++++ Source passage ++++
Wednesday, November 2, 2022

BIRTHDAYS JUST AREN'T AS EXCITING WHEN YOU'RE OLD

 


Yesterday was my birthday and to be honest, birthdays just aren’t as much fun as they used to be when I was younger. For one thing, most of my gifts and cards poked fun at my advancing age…for which I really didn’t want or need any reminders.

There were the cards that said things like, “I was going to send you a funny card, but at your age, I was afraid you’d pee yourself," or “Aren’t you glad we were young and crazy before cell phones and the Internet, so there was no evidence?”

And then there were the usual corny jokes about the only men in my life being Ben-Gay, Arthur-itis and Charley Horse.

Okay, so maybe those are the only men in my life, but don't rub it in (I'm talking to you, Ben-Gay!).

I also received a few gag gifts. One was a statue of an elderly woman with everything on her body pointing south. She had one hand on her hip and her body wiggled back and forth (kind of like those old-fashioned hula-dancer statues people used to put on their car dashboards). On the base, it said, “Still hot!  But it comes in flashes.”  

Another gift was a box that said “Senior Survival Kit” on the lid. It contained a tube of denture adhesive, a magnifying glass, antacid tablets, aspirin, wrinkle cream, laxative, hemorrhoid ointment and a pair of socks that had “left” and “right” printed on them.
++++ Provided material ++++
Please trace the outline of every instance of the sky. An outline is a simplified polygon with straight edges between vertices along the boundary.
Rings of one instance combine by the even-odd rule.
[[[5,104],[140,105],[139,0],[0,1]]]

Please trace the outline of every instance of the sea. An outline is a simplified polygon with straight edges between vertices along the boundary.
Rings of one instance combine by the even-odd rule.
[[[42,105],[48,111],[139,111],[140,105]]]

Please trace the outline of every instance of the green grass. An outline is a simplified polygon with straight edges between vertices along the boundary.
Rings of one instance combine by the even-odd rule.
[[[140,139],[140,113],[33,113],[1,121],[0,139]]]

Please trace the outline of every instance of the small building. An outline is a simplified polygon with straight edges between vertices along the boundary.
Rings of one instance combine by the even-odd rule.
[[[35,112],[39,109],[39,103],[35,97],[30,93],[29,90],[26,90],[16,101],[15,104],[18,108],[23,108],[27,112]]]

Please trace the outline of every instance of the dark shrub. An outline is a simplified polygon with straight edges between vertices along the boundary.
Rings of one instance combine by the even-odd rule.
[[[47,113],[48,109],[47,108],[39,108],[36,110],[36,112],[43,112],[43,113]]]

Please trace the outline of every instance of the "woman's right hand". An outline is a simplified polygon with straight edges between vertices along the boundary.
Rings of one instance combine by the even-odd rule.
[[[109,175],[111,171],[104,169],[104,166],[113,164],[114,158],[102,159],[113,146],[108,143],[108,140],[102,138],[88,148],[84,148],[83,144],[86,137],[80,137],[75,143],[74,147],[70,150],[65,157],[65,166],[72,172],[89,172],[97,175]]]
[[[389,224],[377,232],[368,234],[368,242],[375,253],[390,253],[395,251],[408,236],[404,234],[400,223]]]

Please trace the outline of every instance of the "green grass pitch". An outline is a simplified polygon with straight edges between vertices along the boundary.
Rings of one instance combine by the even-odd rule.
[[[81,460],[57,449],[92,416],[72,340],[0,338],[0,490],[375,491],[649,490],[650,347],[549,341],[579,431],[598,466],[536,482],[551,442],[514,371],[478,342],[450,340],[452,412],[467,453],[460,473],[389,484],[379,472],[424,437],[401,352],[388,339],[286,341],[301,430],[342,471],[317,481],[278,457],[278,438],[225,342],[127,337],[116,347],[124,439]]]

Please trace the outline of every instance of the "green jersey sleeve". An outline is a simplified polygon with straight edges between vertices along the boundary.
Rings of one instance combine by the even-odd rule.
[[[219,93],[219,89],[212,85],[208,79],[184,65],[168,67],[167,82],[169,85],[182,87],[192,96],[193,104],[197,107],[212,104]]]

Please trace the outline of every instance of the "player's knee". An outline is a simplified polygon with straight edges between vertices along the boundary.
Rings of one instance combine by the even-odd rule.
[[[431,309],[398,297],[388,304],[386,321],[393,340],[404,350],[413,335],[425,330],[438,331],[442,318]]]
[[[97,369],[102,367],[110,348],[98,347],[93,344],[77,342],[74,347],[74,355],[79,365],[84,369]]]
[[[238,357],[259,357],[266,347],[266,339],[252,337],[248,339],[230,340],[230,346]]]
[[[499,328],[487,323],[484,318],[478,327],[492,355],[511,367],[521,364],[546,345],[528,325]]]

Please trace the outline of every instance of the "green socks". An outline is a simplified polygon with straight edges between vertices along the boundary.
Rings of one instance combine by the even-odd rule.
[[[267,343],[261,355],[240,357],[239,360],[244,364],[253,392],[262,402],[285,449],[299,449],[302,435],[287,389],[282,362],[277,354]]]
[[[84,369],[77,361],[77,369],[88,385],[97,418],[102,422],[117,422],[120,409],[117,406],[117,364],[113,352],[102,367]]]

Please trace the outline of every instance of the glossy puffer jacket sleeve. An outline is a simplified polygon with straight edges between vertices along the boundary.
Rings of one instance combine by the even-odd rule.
++++
* _Exercise tasks_:
a: In the birthday post, what words appeared on the lid of the box the writer received as a gift?
b: Summarize the birthday post in two sentences.

* _Results of the exercise_:
a: "Senior Survival Kit"

b: The writer finds that birthdays are less fun than they were in youth, partly because most of the cards and gifts joked about the writer's advancing age. Among them were cards with jokes about old age and gag gifts such as a wiggling statue of an elderly woman and a "Senior Survival Kit" filled with items like denture adhesive, laxative, and socks labeled "left" and "right."